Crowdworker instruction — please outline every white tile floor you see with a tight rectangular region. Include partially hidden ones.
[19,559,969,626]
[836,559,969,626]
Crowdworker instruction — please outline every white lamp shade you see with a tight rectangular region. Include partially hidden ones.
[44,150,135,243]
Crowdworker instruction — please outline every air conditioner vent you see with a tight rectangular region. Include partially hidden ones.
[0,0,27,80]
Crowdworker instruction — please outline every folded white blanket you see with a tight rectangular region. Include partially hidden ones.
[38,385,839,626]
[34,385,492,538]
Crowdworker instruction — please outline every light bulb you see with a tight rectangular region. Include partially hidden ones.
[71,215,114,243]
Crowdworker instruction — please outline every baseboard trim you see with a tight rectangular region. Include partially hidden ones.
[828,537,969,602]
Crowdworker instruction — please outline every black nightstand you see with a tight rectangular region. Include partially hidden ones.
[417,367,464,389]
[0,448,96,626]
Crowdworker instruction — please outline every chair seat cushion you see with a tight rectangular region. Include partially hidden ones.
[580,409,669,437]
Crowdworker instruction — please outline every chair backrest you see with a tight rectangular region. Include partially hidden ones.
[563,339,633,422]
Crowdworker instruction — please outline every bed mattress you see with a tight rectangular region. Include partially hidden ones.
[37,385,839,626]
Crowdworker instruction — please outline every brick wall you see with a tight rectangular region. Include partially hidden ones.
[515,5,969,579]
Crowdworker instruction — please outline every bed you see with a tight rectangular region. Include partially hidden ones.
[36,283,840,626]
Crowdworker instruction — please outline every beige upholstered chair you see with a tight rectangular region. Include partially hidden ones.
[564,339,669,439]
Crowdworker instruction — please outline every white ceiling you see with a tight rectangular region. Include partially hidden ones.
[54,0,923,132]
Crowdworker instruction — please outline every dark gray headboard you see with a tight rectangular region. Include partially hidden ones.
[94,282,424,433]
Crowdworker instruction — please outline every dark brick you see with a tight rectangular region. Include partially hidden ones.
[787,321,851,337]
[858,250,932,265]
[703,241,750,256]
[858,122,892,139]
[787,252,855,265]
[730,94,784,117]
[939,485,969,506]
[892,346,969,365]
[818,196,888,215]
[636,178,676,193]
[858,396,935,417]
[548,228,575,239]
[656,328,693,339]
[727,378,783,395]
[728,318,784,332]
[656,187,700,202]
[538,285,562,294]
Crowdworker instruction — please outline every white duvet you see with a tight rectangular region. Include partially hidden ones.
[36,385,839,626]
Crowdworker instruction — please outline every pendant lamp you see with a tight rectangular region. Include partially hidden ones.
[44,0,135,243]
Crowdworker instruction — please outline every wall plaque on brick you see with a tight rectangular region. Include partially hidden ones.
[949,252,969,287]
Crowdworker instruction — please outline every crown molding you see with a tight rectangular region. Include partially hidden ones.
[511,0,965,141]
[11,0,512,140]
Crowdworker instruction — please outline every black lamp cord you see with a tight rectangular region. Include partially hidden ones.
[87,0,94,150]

##########

To do ▸ In the rows above, copy the part that opens with the line containing "Crowdworker instruction — please outline every folded" and closes with the line containing "[828,537,969,602]", swapping "baseboard trim" for "skirting board" and leaving everything else unchanged. Give only those lines.

Response to the exercise ▸
Crowdworker instruction — please outline every folded white blanket you see with a tight rectangular region. Include partially hidden ones.
[38,385,839,626]
[34,385,492,538]
Crowdworker instruction — please outline every light bulb you see with a tight rectangular region. Include partially hidden ones.
[71,215,114,243]
Crowdworker instruction — please outline every skirting board you see with a tight rectangular region. Include partially hidden ones.
[828,537,969,602]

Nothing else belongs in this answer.